▶ **WHAT YOU WILL DO**
1. In the article on the 1866 attack at the Mechanics' Institute, what injuries did Arnold Capla suffer?
2. Carry on the article about the 1866 attack at the Mechanics' Institute from the point where it stops.

--- START OF SELECTED PASSAGE ---

Published: 
Thursday, February 18, 2021
By: Jessica Dorman, director of publications

Editor’s note: This story is released in conjunction with The Historic New Orleans Collection’s 2021 Symposium, “Recovered Voices: Black Activism in New Orleans from Reconstruction to the Present Day.” The interactive website includes books, stories, videos, and a March 5–7 program. Learn more here.


On Monday morning, July 30, 1866, Lucien Capla, a shoemaker, and his young son Arnold made their way to the Mechanics’ Institute—less than a block off Canal Street, in the heart of the city’s business district. Lucien brought Arnold with him to witness history: a constitutional convention, called to secure voting rights for Louisiana’s Black citizenry.

Lucien’s father had fought in the Battle of New Orleans. He himself had served in the US Army Native Guard, in the Civil War. Perhaps his son might grow up in a world where Black patriots enjoyed the same civil rights as their white peers.

Then gunshots rang out. I saw policemen firing, and shooting the Black people, Lucien would recall. They were shooting poor laboring men, men with their tin buckets in their hands, and even old men walking with sticks. The shots continued, unceasing. “For God’s sake, don’t shoot us!” the conventiongoers prayed, but the police tramped upon them, and mashed their heads with their boots, and shot them after they were down.     

The Mechanics’ Institute is shown here around 1870. The building was torn down in 1908 and replaced with the Grunewald Hotel (now the Roosevelt). (THNOC, 1988.134.19


Lucien barely escaped with his life. Arnold, not yet nine years old, was stabbed three times and took four bullets to the head. He lost an eye.  

In New Orleans, some newspapers called it a riot. But there’s more than one way to tell a story.   

Harper’s Weekly illustration shows the chaotic scene inside the building as members of the white mob murder Black people at the Mechanics’ Institute. (THNOC, 1979.200 iii)


A congressional delegation traveled to New Orleans to interview Lucien Capla and nearly 200 others. Coupled with news of a recent massacre in Memphis, the events at the Mechanics’ Institute convinced Northerners of the folly of President Andrew Johnson’s policy of rapprochement with ex-Confederates. Radical Republicans swept into office in the November 1866 midterm elections. By early 1867, Congress had passed the first of its Reconstruction Acts, carving the South into military districts. Ratification of the Fourteenth and Fifteenth Amendments—granting Black men citizenship and suffrage—followed in 1868 and 1870. The Radical agenda, ascendant in Congress, sanctified the blood spilled on New Orleans streets.

--- END OF SELECTED PASSAGE ---
--- START OF SOURCE MATERIAL ---

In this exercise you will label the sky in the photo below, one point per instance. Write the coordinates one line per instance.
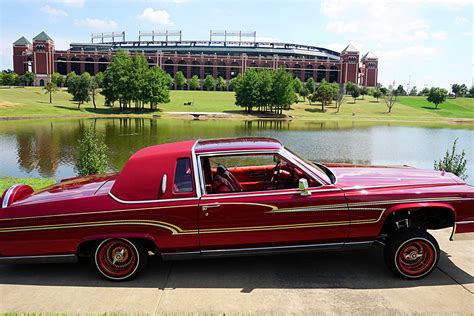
(418, 42)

--- END OF SOURCE MATERIAL ---

▶ **TASK RESULTS**
1. He was stabbed three times, took four bullets to the head, and lost an eye.

2.
A massacre of Black people in Memphis earlier in 1866, coupled with the Mechanics’ Institute massacre, convinced Northerners to enact tougher policy against former Confederates in the South. (Courtesy of Tennessee State Library and Archives


This year, The Historic New Orleans Collection celebrates three new books, each centering on Black activism during Reconstruction. Plotting the launch of these titles, we weighed the pros and cons of publishing three overlapping narratives. Would readers weary of the subject matter or welcome the synergy? Economy Hall, Afro-Creole Poetry in French, and Monumental all linger over the Mechanics’ Institute massacre, yet each mines the incident for different meaning. The distinctiveness of each book’s approach, and the exigencies of our present historical moment, reinforce the value of retelling history—over, and over, and over. 

* * * 

Fatima Shaik grew up in the Seventh Ward of New Orleans, imbibing her community’s history through the stories told by Creole family and friends. But it wasn’t until 1997, when she read Caryn Cossé Bell’s Revolution, Romanticism, and the Afro-Creole Protest Tradition in Louisiana that she first heard of the Mechanics’ Institute massacre. Decades earlier, her father had rescued 24 journals belonging to the Société d’Economie et d’Assistance Mutuelle from a trash hauler’s pickup truck. Now Shaik—a journalist and professor of communications—began a systematic review of the society records, the earliest dating to 1836. Some of the names in the journals also appeared in Bell’s book, so she created a spreadsheet to cross-reference the Economie members against Bell’s reportage. Economy Hall: The Hidden History of a Free Black Brotherhood, began to take form.  

For the next decade and a half, Shaik pored over the Economie journals, translating the handwritten records from their original French. To deepen her understanding of the massacre, she visited a library that held the 1867 Report of the Select Committee on the New Orleans Riots. Securing a copy of the 600-page report, she pored over its pages.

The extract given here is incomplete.